§ CONSIGNE 1: Veuillez recopier à l'identique le passage du texte sur l'anarchisme allant de « Les prolétaires n’accepteront » jusqu'à « abus de pouvoir. ».
§ CONSIGNE 2: Écrivez la suite du texte sur l'anarchisme en reprenant après sa dernière phrase.

§ TEXTE:
□ □ □ □

Jamais les anarchistes n’ont été autant décriés, divisés et récupérés. Chez les altermondialistes ou activistes, tout le monde se dit plus ou moins libertaire. Mais l’anarchisme est une idéologie gauchiste, doctrine de cette élite d’illuminés qui prêchent l’unique vérité qu’ils possèdent, pour convaincre, convertir en adeptes de leur révolution, spécialistes éclairés d’une vérité auto-proclamée découpée en petits morceaux.

Les prolétaires n’accepteront jamais d’être représentés par les élites bureaucratiques d’un parti à prétention révolutionnaire qui impose sa dictature sur un peuple qu’il considère ignorant. Tout prolétaire ne combat que pour sa propre abolition en tant qu’esclave, par son émancipation individuelle et collective, contre toute usurpation du pouvoir par une minorité d’accapareurs. Chacun devient son propre pouvoir qu’il coordonne avec les autres, car toute autorité est un abus de pouvoir.

□ □ □ □

§ DONNÉES:
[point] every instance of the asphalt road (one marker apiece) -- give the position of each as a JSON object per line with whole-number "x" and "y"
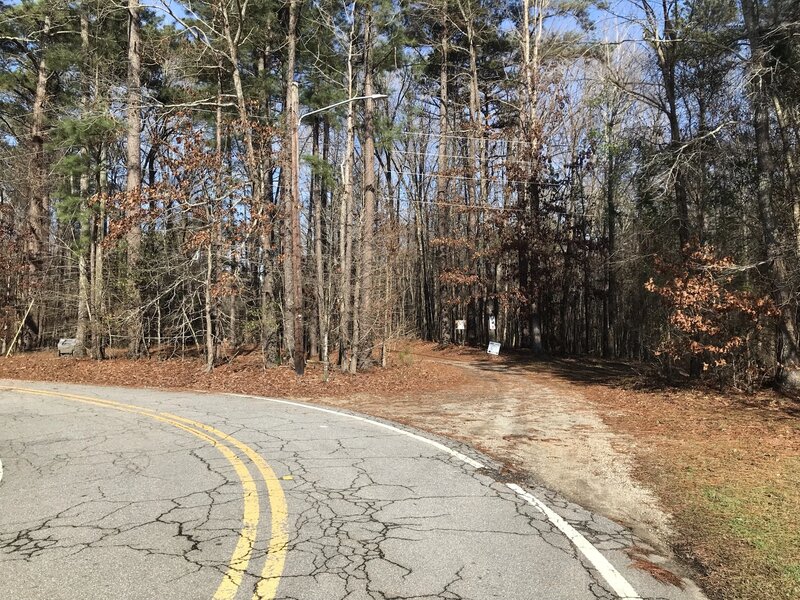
{"x": 136, "y": 494}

□ □ □ □

§ RÉSULTAT 1:
Les prolétaires n’accepteront jamais d’être représentés par les élites bureaucratiques d’un parti à prétention révolutionnaire qui impose sa dictature sur un peuple qu’il considère ignorant. Tout prolétaire ne combat que pour sa propre abolition en tant qu’esclave, par son émancipation individuelle et collective, contre toute usurpation du pouvoir par une minorité d’accapareurs. Chacun devient son propre pouvoir qu’il coordonne avec les autres, car toute autorité est un abus de pouvoir.

§ RÉSULTAT 2:
Il n’y a d’anarchisme individualiste ou bien collectiviste seulement pour ces intellos prétentieux, théoriciens révolutionnaires sans révolution, comme les deux faces d’une même pièce, le vrai et le faux d’une seule et même idéologie à laquelle il faut se soumettre. Ces disciples, seuls détenteurs de la vérité universelle, experts de l’apocalypse, sauveurs du désastre, ne savent plus élaborer d’analyses critiques globales cohérentes, mais seulement imaginer des prédictions, porter des jugements de valeur et des procès d’intention.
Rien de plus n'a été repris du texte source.